DESCRIPTION OF THE TASK |
In the listing below, the lines from the first through the one with "When queried with" are to be copied word for word.

MATERIAL PROVIDED |
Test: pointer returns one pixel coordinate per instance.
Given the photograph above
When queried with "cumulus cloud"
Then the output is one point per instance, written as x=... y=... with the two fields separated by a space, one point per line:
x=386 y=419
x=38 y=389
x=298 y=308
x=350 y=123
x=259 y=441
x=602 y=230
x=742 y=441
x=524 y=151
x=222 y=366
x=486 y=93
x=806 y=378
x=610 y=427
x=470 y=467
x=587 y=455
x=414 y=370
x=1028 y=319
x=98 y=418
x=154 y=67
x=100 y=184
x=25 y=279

TASK SOLUTION |
Test: pointer returns one pixel coordinate per instance.
Given the photograph above
When queried with "cumulus cloud"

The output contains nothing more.